• **REQUIRED ACTIONS**:
a - In the blog post about the map reading session, what time did the indoor lecture finish?
b - Continue the map reading blog post from its last sentence.

• **DOCUMENT EXTRACT**:
Wednesday, August 1, 2012

BEBUT'S TRAIL VIII: Map Reading Practicals


MAP READING IS a rather technical subject with understanding influenced greatly by the magnetic needle of a compass and by your interpretation of your surroundings into your map. I learned the basics of map reading while with the Boy Scout movement in the ‘70s under the tutelage of the best scoutmaster in the country - the late Sergio Damazo Jr.; and progress into a much better navigator while in Tanay, Rizal in the late ‘80s.


This year – 2012 – is my first time to teach map reading to a group of people and I thought it easy but it is not. It’s different when you are the recipient of knowledge instead of the one giving it. All my life had been used to receiving such valued instructions and I am very grateful for all my very patient teachers. I am not trained to be a teacher but, this time, I have to start acting like one --- even for free!

I did my first lecture about map reading on March 18, 2012 and nine individuals from the different outdoors groups came. I held my morning activity indoors at one of the abandoned buildings of the Department of Agriculture compound in M. Velez Street, Guadalupe, Cebu City. The afternoon segment was dedicated to the practicals at the hills above Guadalupe and Banawa. Critique and review came afterwards.

Aiming to improve my manner of instructions, I scheduled another session for April 29 at the same locations and I may have to accompany the participants, especially during the actual part, so all could fully absorb and understand the mechanics of reading a map in harmony with the compass. Three participants of the previous class availed of this free lecture while two first-timers join the rest.
 

I start the instructions at 7:30 AM inside the room where a bare wall with light blue paint became an improvised blackboard. Unhinged doors propped up with wood crates were used as benches, improving the classroom situation in a more relaxed manner. As usual, I have my set of maps that will be used as instructional aids, my chalks, my lecture handouts and photocopies of the city map under section 3721-I. 
 

The first order of lecture touched on the basic information found in the topographic map and the rudiments of using a compass. Succeeding instructions proceeded with how to use the grid lines; how to place and identify land shapes into the locations found on a map; how to orient the map with the compass; how to get a bearing and how to interpret these bearings into your grid coordinates.

The instructions move surprisingly very fast that, at 9:30 AM, it is over for the indoor lecture. I doubt it very much that I have mastered the art of teaching map reading to others but it is just simply that I have a present set of students who absorb all what I taught like water on sponge. I could not be more happy than to end this in lesser time than what I have expected.


So, we leave the DA Compound for the direction of Guadalupe church. We may have to eat a meal – a brunch – to better prepare us for the difficult part of the activity. By 10:30 AM, we start to head for The Portal, by way of Bebut’s Trail. Along the way, we may also have to tackle Heartbreak Ridge on a hot almost-noontime sun. Walking up a hill with a map and compass presents a good combination of brawn and brain exercise.

• **DATA FOR REVIEW**:
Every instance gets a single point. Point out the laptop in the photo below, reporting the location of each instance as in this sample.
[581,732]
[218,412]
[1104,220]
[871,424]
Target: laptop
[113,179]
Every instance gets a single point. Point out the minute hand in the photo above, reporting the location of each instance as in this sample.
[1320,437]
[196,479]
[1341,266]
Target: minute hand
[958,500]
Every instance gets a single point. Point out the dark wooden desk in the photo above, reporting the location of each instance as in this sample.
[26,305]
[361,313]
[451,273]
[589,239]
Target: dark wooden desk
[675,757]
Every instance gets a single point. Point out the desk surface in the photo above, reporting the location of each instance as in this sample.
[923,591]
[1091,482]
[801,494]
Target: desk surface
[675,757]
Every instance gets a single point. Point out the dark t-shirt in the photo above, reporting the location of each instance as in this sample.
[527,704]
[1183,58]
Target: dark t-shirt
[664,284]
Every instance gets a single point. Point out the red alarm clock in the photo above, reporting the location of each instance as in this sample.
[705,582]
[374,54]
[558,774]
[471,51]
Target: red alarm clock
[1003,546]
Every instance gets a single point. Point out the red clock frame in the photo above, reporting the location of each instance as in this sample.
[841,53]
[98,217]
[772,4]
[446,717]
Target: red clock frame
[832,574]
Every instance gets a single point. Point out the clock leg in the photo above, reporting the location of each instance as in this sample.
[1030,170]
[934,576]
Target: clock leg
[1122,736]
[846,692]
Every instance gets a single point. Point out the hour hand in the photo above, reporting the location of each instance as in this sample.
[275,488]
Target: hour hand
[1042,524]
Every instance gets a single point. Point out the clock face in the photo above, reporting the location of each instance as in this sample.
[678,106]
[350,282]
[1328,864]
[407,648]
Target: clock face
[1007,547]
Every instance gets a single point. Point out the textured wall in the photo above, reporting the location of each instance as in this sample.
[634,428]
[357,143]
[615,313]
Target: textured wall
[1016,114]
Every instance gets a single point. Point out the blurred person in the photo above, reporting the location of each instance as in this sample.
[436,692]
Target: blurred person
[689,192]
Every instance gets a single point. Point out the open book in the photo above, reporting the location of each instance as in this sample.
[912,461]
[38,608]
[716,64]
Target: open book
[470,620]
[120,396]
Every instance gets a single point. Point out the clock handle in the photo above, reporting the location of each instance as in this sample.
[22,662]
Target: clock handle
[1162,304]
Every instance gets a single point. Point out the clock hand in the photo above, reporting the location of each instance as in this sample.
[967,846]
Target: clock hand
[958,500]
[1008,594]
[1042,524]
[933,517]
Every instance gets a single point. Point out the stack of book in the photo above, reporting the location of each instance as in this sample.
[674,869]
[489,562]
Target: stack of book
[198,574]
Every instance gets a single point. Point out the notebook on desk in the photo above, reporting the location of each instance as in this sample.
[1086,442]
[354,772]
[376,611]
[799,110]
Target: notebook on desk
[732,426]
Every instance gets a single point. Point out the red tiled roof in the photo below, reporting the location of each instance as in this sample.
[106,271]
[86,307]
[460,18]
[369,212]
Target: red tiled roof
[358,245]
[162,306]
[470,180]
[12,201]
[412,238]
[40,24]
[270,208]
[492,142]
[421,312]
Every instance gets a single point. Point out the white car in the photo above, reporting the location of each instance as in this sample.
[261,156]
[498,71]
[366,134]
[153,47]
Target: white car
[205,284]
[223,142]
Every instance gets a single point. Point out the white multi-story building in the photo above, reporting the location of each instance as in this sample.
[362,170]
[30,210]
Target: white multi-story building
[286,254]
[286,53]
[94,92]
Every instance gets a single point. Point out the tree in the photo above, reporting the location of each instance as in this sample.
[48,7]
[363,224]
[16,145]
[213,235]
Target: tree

• **YOUR RESPONSES**:
a - 9:30 AM

b -
The sun – the tormentor at Heartbreak Ridge – gave us a wide berth and did not show face until we reach the treeline. In between, the boys tried their best sighting azimuths on reference points and drawing straight lines or the back azimuths on their test maps. One such bearing was taken at the very place where there is a tunnel vent. Participants are forbidden to use GPS.


Everybody are instructed to locate three positions using the resection or triangulation method; one location using a modified resection method; and another location using dead reckoning. The last task requires self to develop the skill to analyze and find your own position when you run out of reference points to sight upon. All were up to the challenge and manage to finish an imaginary short orienteering course in less time.

We leave The Portal at 12:30 noon bound for a small community where there is a native version of a gazebo with a good supply of water. One participant carried a camp stove, fuel and cook set. I remember us buying sachets of instant coffee from a store and so we boil water for that. After the coffee break, the participants took readings of our present location as a bonus. It seems to me that they are hard to stop when they start on to something.

We leave the place at 1:30 PM, the participants fully assured that they have complied with my map reading requirements. There is one more task to do and it will commence an hour from now. We walk down the road from Baksan to Sapangdaku crossing by a river spillway then on to Guadalupe. 
 

We transfer to the Red Hours Convenience Store in M. Velez Street, just across the old DA Compound, where I conduct critique and review of the participants’ test maps over glasses of ice-cold beer. Over these same glasses, I teach them how to plot and connect each position and how to read their grid coordinates. At the end of the day, my Grassroots Bushcraft Teaching Series about Map Reading navigate itself to good waters.